* Problem to work on
Extract all lines in the data that contain the word "plant".

Dataset entries
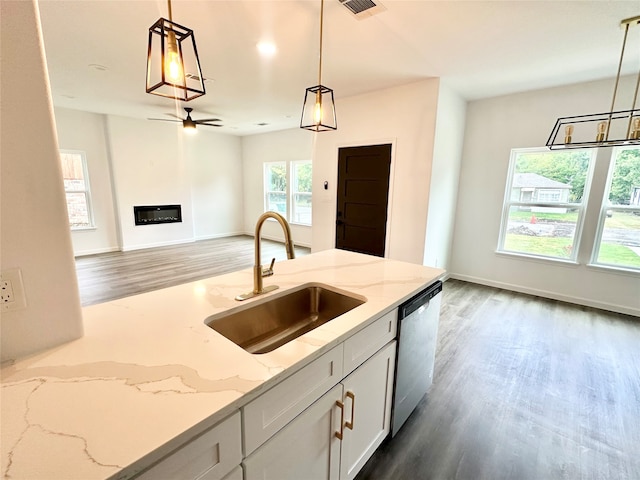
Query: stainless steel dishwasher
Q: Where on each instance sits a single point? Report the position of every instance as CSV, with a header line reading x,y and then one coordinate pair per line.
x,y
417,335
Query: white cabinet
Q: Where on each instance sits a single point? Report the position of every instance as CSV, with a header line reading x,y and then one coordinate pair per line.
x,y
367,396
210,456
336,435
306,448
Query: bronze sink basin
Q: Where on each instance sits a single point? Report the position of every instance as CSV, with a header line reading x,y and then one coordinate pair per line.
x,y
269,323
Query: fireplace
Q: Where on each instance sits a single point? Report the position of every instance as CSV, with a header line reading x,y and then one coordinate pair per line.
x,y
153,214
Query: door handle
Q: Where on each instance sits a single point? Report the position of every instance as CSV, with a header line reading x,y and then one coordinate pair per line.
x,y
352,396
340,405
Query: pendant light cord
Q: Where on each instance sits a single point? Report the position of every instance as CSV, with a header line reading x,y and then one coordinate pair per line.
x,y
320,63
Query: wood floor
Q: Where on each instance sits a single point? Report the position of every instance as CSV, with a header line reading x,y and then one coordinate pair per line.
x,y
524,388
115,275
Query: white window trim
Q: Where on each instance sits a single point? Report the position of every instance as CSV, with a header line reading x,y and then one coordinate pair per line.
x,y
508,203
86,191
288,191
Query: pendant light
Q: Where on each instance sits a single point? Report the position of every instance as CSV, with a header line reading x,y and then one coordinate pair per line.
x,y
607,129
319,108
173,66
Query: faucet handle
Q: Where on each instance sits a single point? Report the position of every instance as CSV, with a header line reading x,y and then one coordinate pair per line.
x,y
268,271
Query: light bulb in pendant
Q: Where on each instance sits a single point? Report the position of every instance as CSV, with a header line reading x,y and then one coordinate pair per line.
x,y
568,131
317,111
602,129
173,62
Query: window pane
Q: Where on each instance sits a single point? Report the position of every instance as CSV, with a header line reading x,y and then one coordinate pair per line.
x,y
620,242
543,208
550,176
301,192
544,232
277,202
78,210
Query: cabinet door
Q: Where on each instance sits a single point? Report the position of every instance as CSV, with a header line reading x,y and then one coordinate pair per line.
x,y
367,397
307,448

--

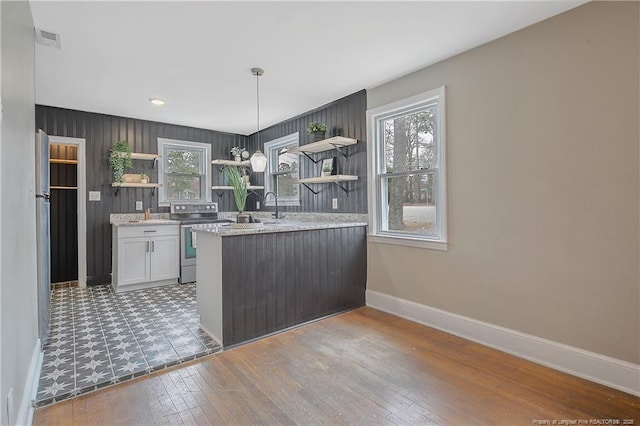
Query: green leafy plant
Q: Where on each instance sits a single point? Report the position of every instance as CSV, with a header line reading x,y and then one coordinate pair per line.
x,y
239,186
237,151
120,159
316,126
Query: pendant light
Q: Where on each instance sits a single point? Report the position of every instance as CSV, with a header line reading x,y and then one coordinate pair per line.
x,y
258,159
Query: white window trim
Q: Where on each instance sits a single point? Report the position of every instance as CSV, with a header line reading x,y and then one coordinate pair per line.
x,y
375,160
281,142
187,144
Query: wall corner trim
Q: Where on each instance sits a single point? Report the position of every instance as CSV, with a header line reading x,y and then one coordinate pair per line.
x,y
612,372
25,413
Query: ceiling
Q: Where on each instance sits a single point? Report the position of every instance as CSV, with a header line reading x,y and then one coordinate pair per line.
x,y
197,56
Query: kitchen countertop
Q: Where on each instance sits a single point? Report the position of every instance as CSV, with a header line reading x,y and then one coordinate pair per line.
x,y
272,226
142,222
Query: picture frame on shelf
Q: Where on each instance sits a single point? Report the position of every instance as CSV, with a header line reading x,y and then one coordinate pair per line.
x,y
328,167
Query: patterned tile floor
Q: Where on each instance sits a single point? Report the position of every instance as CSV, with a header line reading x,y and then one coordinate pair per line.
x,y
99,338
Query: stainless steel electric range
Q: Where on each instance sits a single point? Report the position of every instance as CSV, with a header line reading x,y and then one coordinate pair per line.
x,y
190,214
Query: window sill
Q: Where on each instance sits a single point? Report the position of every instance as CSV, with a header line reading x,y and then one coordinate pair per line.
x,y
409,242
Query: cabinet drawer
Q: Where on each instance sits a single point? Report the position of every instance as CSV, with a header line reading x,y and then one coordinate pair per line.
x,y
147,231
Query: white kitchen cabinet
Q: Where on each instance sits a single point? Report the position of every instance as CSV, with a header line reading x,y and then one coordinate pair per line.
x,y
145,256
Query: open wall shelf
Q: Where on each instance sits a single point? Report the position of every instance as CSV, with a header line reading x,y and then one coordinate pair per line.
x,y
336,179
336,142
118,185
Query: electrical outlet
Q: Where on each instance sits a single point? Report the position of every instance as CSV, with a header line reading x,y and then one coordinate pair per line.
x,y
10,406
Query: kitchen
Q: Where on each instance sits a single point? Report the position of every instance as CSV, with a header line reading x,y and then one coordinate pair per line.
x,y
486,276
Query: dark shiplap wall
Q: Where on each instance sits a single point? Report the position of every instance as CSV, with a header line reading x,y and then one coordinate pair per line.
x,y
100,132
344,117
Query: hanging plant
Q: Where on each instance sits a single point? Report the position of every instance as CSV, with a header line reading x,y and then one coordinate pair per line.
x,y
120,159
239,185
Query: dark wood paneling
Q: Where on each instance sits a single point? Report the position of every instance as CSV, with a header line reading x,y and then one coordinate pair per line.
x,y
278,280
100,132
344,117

* Task solution
Query: green leafy plant
Query: hanging plant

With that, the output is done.